* Start DATA FOR PROCESSING *

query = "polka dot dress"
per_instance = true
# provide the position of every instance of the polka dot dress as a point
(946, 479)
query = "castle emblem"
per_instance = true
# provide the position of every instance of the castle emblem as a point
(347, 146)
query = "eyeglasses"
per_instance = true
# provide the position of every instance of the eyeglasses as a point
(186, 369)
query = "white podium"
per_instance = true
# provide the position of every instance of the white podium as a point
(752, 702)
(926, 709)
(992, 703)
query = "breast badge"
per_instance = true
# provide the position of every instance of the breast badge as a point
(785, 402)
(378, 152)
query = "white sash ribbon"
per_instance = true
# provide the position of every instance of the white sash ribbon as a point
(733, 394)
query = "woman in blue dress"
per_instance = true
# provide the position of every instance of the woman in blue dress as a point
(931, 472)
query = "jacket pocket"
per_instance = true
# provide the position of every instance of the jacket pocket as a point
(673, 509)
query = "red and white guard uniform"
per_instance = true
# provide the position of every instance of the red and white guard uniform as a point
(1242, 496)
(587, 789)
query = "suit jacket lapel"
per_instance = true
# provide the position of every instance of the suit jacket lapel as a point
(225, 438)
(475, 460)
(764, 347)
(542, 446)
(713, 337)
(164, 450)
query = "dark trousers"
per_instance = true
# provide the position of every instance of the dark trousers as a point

* End DATA FOR PROCESSING *

Copy out every line above word for word, from the first to the last.

**REPLY TO THE EXERCISE**.
query = "polka dot dress"
per_instance = true
# provide the position of every instance of the polka dot dress as a point
(946, 479)
query = "castle emblem"
per_instance = true
# provide the position of every instance of the castle emblem as a point
(347, 146)
query = "eyeglasses"
per_instance = true
# provide the position of every instance of the eyeglasses as a point
(186, 369)
query = "white podium"
per_instance = true
# provide the position of every instance of the white podium as a point
(752, 702)
(926, 709)
(992, 703)
query = "breast badge"
per_instance = true
# provide the position of every instance of the breast badge as a point
(785, 402)
(378, 152)
query = "white sash ribbon"
per_instance = true
# provide the position of every instance of the white sash ribbon as a point
(733, 394)
query = "woman in blue dress"
per_instance = true
# provide the position of every instance of the woman in blue dress as a point
(931, 472)
query = "jacket pocket"
per_instance = true
# provide the position of every instance of the jacket pocket as a point
(673, 509)
query = "red and white guard uniform"
per_instance = true
# provide the position of every instance of the red and white guard uniform as a point
(1242, 496)
(587, 789)
query = "suit jacket lapel"
per_instance = true
# provide the position of every instance of the suit jacket lapel as a point
(225, 438)
(475, 460)
(764, 347)
(542, 446)
(713, 337)
(164, 450)
query = "dark trousers"
per_instance = true
# provide the position of every instance of the dark trousers as a point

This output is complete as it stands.